### [WHAT YOU WILL DO]
From the entries below, copy word for word the lines starting with the one that contains "desk set, the" and ending with the one that contains "[[274, 392]]".
··· RECORDS SUPPLIED
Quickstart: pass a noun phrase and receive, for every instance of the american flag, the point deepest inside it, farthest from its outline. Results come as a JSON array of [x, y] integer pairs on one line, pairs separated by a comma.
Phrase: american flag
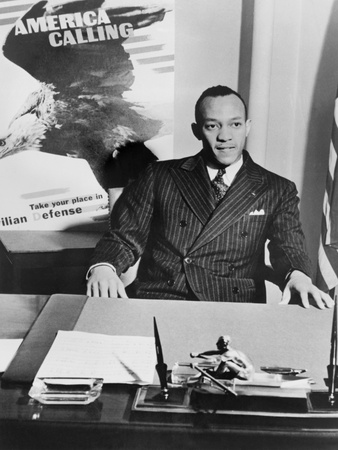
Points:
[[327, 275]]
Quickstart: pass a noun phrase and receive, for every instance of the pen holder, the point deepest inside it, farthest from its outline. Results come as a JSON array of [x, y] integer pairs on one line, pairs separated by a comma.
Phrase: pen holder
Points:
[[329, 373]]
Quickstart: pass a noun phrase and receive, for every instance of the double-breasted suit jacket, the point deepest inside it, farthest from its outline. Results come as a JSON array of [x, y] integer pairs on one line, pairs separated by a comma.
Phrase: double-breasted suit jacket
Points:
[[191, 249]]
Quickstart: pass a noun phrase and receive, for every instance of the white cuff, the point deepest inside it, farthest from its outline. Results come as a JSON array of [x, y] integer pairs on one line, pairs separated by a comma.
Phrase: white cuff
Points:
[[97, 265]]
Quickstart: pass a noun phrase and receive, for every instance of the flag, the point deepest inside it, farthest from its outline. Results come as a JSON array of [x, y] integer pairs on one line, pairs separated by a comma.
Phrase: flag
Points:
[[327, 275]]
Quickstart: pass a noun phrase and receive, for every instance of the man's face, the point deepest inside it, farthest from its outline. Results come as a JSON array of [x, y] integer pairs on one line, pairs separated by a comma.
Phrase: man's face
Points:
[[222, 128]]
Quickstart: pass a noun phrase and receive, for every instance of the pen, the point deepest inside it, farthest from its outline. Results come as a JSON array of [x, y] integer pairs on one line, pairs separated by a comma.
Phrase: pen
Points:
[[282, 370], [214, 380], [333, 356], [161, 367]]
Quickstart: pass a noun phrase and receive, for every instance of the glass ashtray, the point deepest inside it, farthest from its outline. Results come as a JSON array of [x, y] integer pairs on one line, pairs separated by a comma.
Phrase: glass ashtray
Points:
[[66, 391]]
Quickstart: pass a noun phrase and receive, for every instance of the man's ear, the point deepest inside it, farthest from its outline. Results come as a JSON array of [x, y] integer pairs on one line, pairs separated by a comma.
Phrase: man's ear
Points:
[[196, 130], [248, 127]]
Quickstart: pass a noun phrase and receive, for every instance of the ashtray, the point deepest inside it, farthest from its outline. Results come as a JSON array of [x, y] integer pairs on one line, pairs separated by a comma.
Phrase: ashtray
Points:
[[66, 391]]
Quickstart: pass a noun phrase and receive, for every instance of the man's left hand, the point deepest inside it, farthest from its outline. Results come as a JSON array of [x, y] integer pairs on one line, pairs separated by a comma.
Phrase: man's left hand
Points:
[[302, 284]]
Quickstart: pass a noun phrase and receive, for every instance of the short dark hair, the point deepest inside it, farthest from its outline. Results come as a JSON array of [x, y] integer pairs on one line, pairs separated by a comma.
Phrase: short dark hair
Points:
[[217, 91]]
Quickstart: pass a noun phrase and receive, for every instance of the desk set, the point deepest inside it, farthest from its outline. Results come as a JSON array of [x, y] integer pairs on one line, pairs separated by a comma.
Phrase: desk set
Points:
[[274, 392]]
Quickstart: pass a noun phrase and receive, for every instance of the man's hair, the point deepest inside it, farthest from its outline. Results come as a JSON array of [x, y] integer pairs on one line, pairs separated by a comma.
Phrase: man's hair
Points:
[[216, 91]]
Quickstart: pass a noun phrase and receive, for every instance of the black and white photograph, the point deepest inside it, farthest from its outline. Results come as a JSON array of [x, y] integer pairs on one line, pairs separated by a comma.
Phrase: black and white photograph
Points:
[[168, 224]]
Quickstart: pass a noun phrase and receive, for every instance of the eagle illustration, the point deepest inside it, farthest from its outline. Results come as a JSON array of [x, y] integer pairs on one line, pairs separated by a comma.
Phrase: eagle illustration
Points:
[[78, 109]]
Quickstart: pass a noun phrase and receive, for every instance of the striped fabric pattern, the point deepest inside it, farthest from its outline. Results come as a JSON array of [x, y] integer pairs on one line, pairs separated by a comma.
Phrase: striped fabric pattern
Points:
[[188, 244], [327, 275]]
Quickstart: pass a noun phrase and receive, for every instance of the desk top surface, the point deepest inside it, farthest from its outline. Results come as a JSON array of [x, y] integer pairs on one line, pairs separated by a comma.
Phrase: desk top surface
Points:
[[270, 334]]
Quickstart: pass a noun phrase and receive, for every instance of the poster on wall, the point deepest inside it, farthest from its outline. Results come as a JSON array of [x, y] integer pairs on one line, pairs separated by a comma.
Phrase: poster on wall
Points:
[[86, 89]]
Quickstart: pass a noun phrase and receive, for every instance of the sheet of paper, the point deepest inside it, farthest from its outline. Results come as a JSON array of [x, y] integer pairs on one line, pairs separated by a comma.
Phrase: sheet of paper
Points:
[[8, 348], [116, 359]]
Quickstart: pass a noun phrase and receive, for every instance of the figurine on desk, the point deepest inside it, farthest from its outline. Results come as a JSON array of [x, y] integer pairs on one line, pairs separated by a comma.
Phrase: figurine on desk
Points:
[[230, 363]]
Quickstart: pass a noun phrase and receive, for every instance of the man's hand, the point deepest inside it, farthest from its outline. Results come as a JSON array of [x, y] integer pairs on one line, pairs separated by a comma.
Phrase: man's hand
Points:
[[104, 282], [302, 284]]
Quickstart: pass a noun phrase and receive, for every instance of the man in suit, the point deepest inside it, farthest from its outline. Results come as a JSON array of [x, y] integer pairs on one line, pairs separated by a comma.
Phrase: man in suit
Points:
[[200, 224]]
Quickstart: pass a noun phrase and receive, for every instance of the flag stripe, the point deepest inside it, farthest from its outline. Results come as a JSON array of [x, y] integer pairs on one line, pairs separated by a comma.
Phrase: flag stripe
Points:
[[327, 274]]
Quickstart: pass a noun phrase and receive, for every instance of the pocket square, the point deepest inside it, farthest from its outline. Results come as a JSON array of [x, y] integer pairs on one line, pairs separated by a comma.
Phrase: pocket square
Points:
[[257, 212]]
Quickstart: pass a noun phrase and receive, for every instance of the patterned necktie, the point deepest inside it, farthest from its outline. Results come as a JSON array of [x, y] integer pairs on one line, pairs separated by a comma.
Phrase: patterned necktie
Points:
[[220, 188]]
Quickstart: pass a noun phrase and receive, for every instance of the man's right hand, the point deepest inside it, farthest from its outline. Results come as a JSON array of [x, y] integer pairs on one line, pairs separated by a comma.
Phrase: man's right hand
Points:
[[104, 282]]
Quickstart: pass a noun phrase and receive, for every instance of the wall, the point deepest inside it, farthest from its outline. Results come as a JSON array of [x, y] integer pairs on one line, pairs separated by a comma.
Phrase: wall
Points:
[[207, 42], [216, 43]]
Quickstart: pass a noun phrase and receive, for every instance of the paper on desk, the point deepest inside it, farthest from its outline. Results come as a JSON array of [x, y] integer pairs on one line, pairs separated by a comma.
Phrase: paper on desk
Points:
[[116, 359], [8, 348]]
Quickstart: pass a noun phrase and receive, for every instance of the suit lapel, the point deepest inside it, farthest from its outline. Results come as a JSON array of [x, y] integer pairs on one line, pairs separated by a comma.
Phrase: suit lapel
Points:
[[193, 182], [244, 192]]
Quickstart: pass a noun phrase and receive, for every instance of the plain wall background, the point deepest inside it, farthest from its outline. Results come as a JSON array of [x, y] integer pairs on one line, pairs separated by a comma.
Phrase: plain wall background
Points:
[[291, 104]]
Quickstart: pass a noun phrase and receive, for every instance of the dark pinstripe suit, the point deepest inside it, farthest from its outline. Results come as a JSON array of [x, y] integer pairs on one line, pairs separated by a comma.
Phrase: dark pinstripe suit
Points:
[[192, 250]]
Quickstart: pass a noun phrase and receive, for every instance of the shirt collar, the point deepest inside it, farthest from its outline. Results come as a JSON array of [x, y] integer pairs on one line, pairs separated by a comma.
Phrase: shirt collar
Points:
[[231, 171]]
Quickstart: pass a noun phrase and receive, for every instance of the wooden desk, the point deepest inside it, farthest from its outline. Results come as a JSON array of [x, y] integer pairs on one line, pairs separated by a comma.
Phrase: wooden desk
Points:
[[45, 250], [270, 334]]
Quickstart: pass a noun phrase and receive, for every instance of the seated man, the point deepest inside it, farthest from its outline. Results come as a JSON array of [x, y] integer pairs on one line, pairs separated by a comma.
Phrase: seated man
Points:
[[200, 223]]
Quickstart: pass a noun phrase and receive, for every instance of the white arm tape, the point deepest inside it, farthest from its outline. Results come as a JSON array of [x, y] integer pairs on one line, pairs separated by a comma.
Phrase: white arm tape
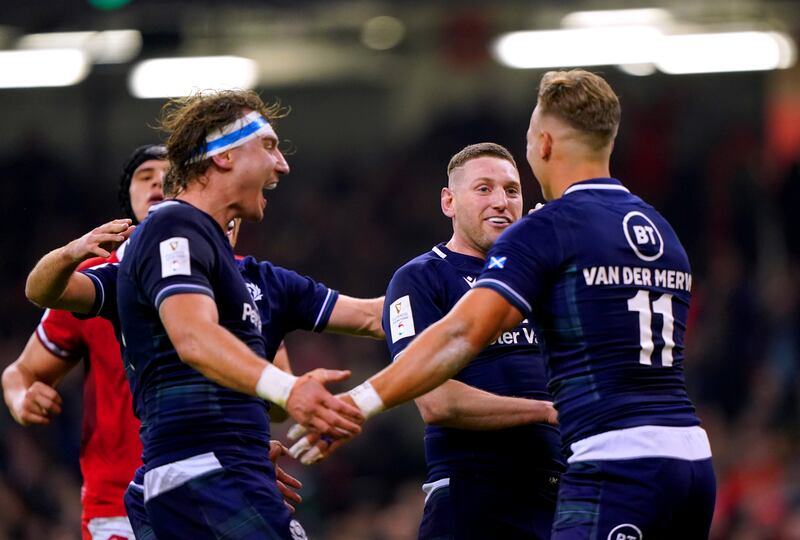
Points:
······
### [SOLUTION FOR THIS PROBLEM]
Quickstart: pass a noun phrase and receive, for every instance of the desk set, the point deepest inside it, farthest from its outline. Results come as a JSON array of [x, y] integer pairs on one line, pairs separated by a comma.
Phrase: desk set
Points:
[[274, 392]]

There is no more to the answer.